▶ Exercise
Present the following entries again, word for word and in full.

▶ Material provided

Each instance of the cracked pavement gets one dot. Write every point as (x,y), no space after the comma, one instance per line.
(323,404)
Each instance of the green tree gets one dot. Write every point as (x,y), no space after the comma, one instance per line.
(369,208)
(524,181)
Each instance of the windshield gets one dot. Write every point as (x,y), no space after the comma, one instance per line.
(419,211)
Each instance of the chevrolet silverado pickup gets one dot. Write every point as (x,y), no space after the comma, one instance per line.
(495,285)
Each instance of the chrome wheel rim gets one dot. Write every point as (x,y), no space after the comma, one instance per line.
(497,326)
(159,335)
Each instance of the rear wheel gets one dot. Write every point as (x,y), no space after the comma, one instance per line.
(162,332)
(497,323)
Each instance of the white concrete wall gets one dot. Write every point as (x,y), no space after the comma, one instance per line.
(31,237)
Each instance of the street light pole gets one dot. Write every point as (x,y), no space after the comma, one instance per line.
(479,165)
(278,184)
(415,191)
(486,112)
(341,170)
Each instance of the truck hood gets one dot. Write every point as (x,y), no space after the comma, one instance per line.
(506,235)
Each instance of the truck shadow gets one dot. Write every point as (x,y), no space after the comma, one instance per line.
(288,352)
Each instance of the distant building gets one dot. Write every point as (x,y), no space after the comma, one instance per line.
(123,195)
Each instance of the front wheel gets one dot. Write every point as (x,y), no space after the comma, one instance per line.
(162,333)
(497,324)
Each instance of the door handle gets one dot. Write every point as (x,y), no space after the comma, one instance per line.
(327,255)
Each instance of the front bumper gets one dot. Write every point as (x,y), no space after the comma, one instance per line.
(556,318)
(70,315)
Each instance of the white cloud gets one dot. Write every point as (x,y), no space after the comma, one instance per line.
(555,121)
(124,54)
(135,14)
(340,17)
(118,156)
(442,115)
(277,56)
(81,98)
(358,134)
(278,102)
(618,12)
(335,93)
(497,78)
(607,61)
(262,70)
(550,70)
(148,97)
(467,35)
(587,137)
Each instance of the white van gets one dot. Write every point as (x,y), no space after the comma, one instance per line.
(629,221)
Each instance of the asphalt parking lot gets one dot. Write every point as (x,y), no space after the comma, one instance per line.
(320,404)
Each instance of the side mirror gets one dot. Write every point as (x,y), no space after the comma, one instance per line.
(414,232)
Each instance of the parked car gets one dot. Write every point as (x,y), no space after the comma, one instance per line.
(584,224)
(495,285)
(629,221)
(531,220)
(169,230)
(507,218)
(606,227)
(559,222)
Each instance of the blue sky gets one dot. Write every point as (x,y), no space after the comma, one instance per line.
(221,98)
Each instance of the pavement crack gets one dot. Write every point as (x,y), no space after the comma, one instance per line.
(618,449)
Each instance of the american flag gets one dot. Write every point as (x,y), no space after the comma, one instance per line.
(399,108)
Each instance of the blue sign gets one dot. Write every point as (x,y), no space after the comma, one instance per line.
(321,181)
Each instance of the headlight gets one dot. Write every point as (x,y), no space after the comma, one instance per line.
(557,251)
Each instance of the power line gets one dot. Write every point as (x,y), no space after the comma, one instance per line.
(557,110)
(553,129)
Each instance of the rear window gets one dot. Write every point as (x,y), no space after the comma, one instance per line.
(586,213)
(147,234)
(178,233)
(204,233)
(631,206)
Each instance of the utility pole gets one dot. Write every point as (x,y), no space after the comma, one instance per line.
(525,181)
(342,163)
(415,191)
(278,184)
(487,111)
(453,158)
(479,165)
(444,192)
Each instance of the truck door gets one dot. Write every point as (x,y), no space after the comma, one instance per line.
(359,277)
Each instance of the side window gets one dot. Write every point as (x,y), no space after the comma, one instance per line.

▶ Solution for this exercise
Each instance of the cracked pavement gets one dot. Write every point as (x,y), no space after the comma, one instance per line.
(323,404)
Each instance of the green tree gets one dot. Write every point as (x,y), no space after the comma, one instance per line.
(369,208)
(524,181)
Each instance of the windshield gets one dot. Write every point as (x,y), no space after the comma, one instance per line.
(419,211)
Each instance of the chevrolet silverado pickup gets one dot. Write every point as (x,y), no space after the comma, one instance per line.
(495,285)
Each instance of the chrome wheel rim gets one dot. Write every point as (x,y), no space after the comma, one instance per line.
(497,326)
(159,335)
Each instance of the rear wheel gets one dot. Write every point as (x,y), no space after the comma, one instance per line.
(162,332)
(497,323)
Each instance of the white concrete wall gets one dot. Write every point as (x,y), no space after the comma, one instance per line.
(31,237)
Each instance of the street light pole gets one dot. Write every point as (x,y), no space after the comma, one instance per line.
(479,165)
(278,184)
(415,191)
(486,112)
(341,170)
Each instance of the truck hood gets one dot. Write every point as (x,y), no space after the comma, one instance per line.
(506,235)
Each instance of the truck shadow gets one dot. Write every point as (x,y), no space after the comma, one instance per line.
(288,352)
Each instance of the distant building gets one dot. Write every point as (x,y), no space after the comma, one instance per line.
(123,195)
Each instance of the front wheel gets one dot. Write every point as (x,y), no space after the comma, one instance per line.
(162,333)
(497,324)
Each instance of the door handle gets one dot. Write every point as (x,y), no space after the comma, one instance per line.
(327,255)
Each instance of the front bumper gets one dot. Write every point as (x,y), no space after the comma, one instance per line.
(556,318)
(70,315)
Each instance of the white cloud gets one dot. Write every point as (x,y), no space after the comma, one instance per line.
(555,121)
(124,54)
(135,14)
(340,17)
(118,156)
(442,115)
(277,56)
(81,98)
(358,134)
(278,102)
(618,12)
(335,93)
(497,78)
(607,61)
(262,70)
(550,70)
(148,97)
(467,35)
(587,137)
Each instance of the white van gets one dot. Write every point as (x,y), no space after the comma, one instance per line.
(629,221)
Each instance of the asphalt parking lot gets one dot. Write every point as (x,y), no space after the comma, one instance per line.
(320,404)
Each instance of the side mirror gets one dot. Write every point as (x,y), no space after the comma, one instance per line.
(414,232)
Each instance of the parked car gets one dot. Write every point as (x,y), no space after the comma, one instance per line.
(584,224)
(495,285)
(629,221)
(531,220)
(169,230)
(507,218)
(606,227)
(559,222)
Each instance of the blue sky gets one dot. Write every point as (x,y), no space after the comma, one instance per line.
(221,98)
Each instance of the pavement crack gets one dot. Write every point as (x,y), no space after the comma, one instance per line.
(618,449)
Each instance of the american flag gets one dot. Write every point as (x,y), no space after the comma, one instance per line.
(399,108)
Each instance of the blue sign gets one dot. Write every point as (x,y), no space after the comma, one instance per line.
(321,181)
Each instance of the headlight gets one dot. Write every point as (x,y), no space after the comma, one instance per line.
(557,251)
Each instance of the power line gets one dot. Write every point as (x,y), no space after the comma, one instance per line.
(557,110)
(553,129)
Each instance of the rear window gets one dot. Write every point as (x,y), no space after the comma, one instance per line.
(586,213)
(147,234)
(178,233)
(204,233)
(631,206)
Each instance of the utility pole gets one dot. Write every point as (x,y), no space after the comma, one instance per line.
(525,181)
(342,163)
(415,191)
(278,184)
(487,111)
(453,158)
(479,165)
(444,192)
Each instance of the truck door gets one dot. Write every point as (x,y), no space after the comma, one instance per line.
(359,277)
Each instance of the side window gets one dot. Write every point as (x,y), no space after the comma, one instance per line.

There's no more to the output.